Two examples that I think were relevant just in the third quarter and they go both ways. Hyperscaler going to small footprint network latency sensitive, enterprise going upstream. Our anchor deal into Hillsboro, Oregon while that was our largest signing, I believe, year-to-date 12 megawatts in one facility dedicated data hall. There is no debating what that would be called hyperscale. At the same time, they're signing numerous network node deployments with us in several other facilities. So being able to cater to them would be the one-stop solution for that customer's key.

I think we remove pain points for that customer. We do add a lot of value for that customer and I think it gets us to the table of opportunities that we wouldn't be, if we were solely dedicated or forced one product into one silo versus another. Conversely, one of our great successes in a rather soft Ashburn market in 3Q was a clear-cut enterprise financial services related company market data firm out of London that our team in London boots on the ground there (inaudible) up this opportunity and there was a 2 megawatt deployment that would not fit in our standard occasion cabinet crack [ph] deployment like a typical colo provider.
Unless you have the flexibility, the agility, and the breadth of inventory and scale of platform and footprint, we would never have been at the table. Now that was our first win for that customer, but that customer given its attributes of being enterprise, given its attributes of financial service related market data, based in London, doing global business that for sure has numerous more network sensitive deployments, we're going to be at the table to cater to that opportunity.
So, I think people try to bucket the type of customers and the products with very rigid lines. I can tell you the lines have been blurring together for some time and we think we are more -- bringing more value to the customer when we come to the table with both options.

Michael Rollins, Analyst
You referenced the sales kickoff and can you talk a little bit over the last couple of years how you've evolved the structure of the sales force? And as you're going after these enterprises, is this work where you have to develop the leads and you have to educate the customer on the benefits of doing the multi-cloud, the hybrid cloud or is this a situation where the demand is there and you're just now really responding to it? How do we think about these initiatives and the structure of the sales force?

• **STATED GOAL**:
Write out the part of the earnings call transcript starting at "So, I think" and ending at "with both options.", word for word. The records that come next are separate material, unrelated to the earnings call transcript.

• **RECORDS**:
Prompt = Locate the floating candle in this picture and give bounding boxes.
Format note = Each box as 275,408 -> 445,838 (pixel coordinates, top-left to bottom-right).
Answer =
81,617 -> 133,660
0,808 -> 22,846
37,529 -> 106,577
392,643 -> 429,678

• **RESPONSE**:
So, I think people try to bucket the type of customers and the products with very rigid lines. I can tell you the lines have been blurring together for some time and we think we are more -- bringing more value to the customer when we come to the table with both options.